▶ **What is being asked**
Copy the entries below verbatim, all of them, and leave the pictures out of your copy.

++++

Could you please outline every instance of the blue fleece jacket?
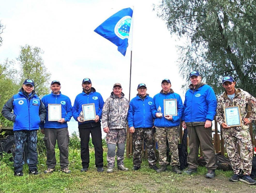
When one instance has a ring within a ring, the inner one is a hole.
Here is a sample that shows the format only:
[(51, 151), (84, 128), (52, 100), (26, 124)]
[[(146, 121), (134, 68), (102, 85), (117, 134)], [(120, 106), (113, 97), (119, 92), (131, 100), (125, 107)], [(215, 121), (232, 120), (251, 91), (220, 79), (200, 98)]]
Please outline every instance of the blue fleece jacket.
[(217, 107), (216, 97), (210, 86), (205, 84), (194, 91), (190, 88), (185, 95), (182, 120), (187, 122), (212, 121)]
[[(164, 116), (164, 100), (174, 99), (177, 99), (178, 115), (173, 116), (172, 120), (168, 120)], [(158, 112), (157, 109), (159, 106), (162, 109), (163, 116), (160, 118), (157, 118), (156, 116), (156, 113)], [(174, 92), (171, 89), (170, 92), (166, 94), (164, 94), (161, 91), (159, 93), (155, 95), (153, 98), (153, 102), (151, 108), (151, 111), (153, 117), (155, 119), (154, 125), (157, 127), (161, 127), (178, 126), (180, 122), (180, 119), (182, 115), (183, 108), (182, 101), (179, 95)]]
[[(70, 121), (72, 117), (72, 106), (70, 99), (66, 95), (62, 94), (60, 92), (59, 95), (55, 95), (52, 92), (44, 96), (42, 98), (42, 102), (45, 105), (47, 114), (44, 124), (40, 125), (42, 128), (60, 128), (68, 127), (67, 121)], [(48, 121), (48, 104), (60, 104), (61, 106), (61, 118), (64, 118), (65, 122), (63, 123), (57, 121)]]
[(151, 106), (153, 98), (148, 95), (143, 100), (137, 95), (130, 102), (127, 121), (129, 127), (152, 127), (154, 125)]
[[(78, 122), (77, 118), (79, 117), (81, 111), (83, 111), (82, 105), (90, 103), (94, 103), (96, 115), (98, 115), (99, 117), (100, 120), (99, 122), (100, 122), (102, 109), (104, 105), (104, 101), (100, 94), (96, 92), (94, 88), (92, 87), (91, 91), (92, 92), (89, 95), (87, 95), (83, 91), (82, 93), (78, 94), (76, 97), (74, 105), (72, 108), (72, 113), (74, 118)], [(94, 122), (95, 122), (93, 120), (87, 121), (82, 123), (78, 122), (78, 124)]]

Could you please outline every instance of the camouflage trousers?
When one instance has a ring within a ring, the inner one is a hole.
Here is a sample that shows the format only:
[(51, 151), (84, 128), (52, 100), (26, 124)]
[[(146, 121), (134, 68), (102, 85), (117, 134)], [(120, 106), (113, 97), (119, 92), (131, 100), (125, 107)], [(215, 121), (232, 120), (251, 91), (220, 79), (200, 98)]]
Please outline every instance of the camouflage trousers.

++++

▶ **Expected output**
Could you please outline every instance of the blue fleece jacket?
When one instance has a ring within a ring, the inner one is a hole.
Here is a sample that shows the format only:
[(51, 151), (84, 128), (52, 100), (26, 124)]
[[(146, 121), (134, 68), (102, 85), (117, 134)], [(120, 106), (113, 97), (119, 92), (131, 100), (125, 107)], [(215, 121), (232, 120), (251, 91), (220, 79), (200, 98)]]
Please outline every instance of the blue fleece jacket.
[(217, 107), (216, 97), (210, 86), (205, 84), (194, 91), (190, 88), (185, 95), (182, 120), (187, 122), (212, 121)]
[[(164, 116), (164, 100), (174, 99), (177, 99), (178, 115), (173, 116), (172, 120), (168, 120)], [(158, 112), (157, 109), (159, 106), (162, 109), (163, 116), (160, 118), (157, 118), (156, 116), (156, 113)], [(174, 92), (171, 89), (170, 92), (166, 94), (164, 94), (161, 91), (159, 93), (155, 95), (153, 98), (153, 102), (151, 108), (151, 111), (153, 117), (155, 119), (154, 125), (157, 127), (161, 127), (178, 126), (180, 122), (180, 119), (182, 115), (183, 108), (182, 101), (179, 95)]]
[[(70, 121), (72, 117), (72, 106), (70, 99), (66, 95), (62, 94), (60, 92), (59, 95), (55, 95), (52, 92), (44, 96), (42, 98), (42, 102), (45, 105), (47, 114), (44, 124), (40, 125), (42, 128), (60, 128), (68, 127), (67, 121)], [(48, 121), (48, 104), (60, 104), (61, 106), (61, 118), (64, 118), (65, 122), (63, 123), (57, 121)]]
[(151, 106), (153, 98), (148, 95), (143, 100), (137, 95), (130, 102), (127, 121), (129, 127), (152, 127), (154, 125)]
[[(78, 122), (77, 118), (79, 117), (81, 111), (83, 111), (82, 105), (90, 103), (94, 103), (96, 115), (98, 115), (99, 117), (100, 120), (99, 122), (100, 122), (102, 109), (104, 105), (104, 101), (100, 94), (96, 92), (94, 88), (92, 87), (91, 91), (92, 92), (89, 95), (87, 95), (83, 91), (82, 93), (78, 94), (76, 97), (74, 105), (72, 108), (72, 113), (74, 118)], [(94, 122), (95, 122), (93, 120), (87, 121), (82, 123), (78, 122), (78, 124)]]

Could you please outline every instance of the camouflage trousers?
When one instance has a ring within a ring, the inner one is a hole.
Here is a sample that shows the format only:
[(51, 151), (84, 128), (52, 100), (26, 124)]
[[(146, 121), (134, 68), (102, 85), (117, 134)], [(120, 106), (113, 97), (119, 92), (131, 100), (125, 107)], [(215, 121), (232, 120), (251, 91), (220, 79), (200, 98)]]
Please outline every instance of the camouflage trousers.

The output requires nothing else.